Dokumentation Nicos Poulantzas: Eine Einführung

Rückblick auf den Vortrag von Dr. Alexander Gallas (Universität Kassel) zu Staatstheorie, Klassentheorie und demokratischer Sozialismus

Information

Zeit

09.03.2020

Nicos Poulantzas lebte von 1936 bis 1979. Er wurde in Athen geboren, studierte Jura in Paris und promovierte dort. Eine Rückkehr nach Griechenland zur Zeit des Militärputsches war schwer, weshalb Poulantzas in Frankreich blieb. 1968 trat er der eurokommunistischen Partei „KKE tou Esoterikoú (KP des Inlands)“ bei und wirkte als Soziologe im französischen Vincennes, wo seine Debatte mit dem marxistischen Staatstheoretiker Ralph Milibrand begann, dessen Staatstheorie kurz vor Poulantzas Selbstmord 1979 veröffentlicht wurde. Das Wirken und Arbeiten von Poulantzas wurde vor allem von der Krise der politisch-ökonomischen Nachkriegsarrangement, der Krise des Marxismus und dem Aufstieg der neuen sozialen Bewegungen geprägt.

Poulantzas Staatsverständnis geht auf Ferdinand Lassalle zurück: Der Staat war vor allem Regulierungsapparat und Hüter des Allgemeinwohls. Poulantzas Staatstheorie lässt sich in die Zeit der Entstehung neomarxistischer Theorien einordnen, die sich vor allem mit der Frage auseinandersetzen mussten, warum es im Kapitalismus überhaupt einen Staat gab, der als von den Produktionssphären losgelöste Instanz auftritt?

◆ Datensatz
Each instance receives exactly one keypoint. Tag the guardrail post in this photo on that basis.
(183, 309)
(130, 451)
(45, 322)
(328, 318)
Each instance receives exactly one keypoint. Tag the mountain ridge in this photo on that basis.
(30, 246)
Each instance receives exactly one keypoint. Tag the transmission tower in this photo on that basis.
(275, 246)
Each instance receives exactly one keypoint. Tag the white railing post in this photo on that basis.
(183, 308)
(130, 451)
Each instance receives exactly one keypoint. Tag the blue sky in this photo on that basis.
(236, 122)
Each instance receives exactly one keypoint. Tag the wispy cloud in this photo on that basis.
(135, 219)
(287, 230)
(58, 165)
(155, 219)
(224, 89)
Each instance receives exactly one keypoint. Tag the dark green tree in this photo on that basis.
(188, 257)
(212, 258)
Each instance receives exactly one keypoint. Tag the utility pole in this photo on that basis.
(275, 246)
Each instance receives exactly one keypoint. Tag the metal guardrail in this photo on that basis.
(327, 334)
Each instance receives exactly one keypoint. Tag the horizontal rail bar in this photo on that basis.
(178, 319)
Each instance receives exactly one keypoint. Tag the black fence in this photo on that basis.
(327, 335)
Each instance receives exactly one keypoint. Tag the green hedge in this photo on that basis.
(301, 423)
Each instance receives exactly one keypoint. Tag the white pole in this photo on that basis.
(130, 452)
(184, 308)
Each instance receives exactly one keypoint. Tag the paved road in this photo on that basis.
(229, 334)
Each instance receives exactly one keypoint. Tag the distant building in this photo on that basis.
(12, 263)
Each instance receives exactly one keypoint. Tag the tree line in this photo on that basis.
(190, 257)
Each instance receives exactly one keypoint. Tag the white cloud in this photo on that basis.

◆ Gestellte Aufgabe
Auf wen geht Poulantzas' Staatsverständnis laut dem Auszug über Nicos Poulantzas zurück?

◆ Ergebnis der Aufgabe
Auf Ferdinand Lassalle.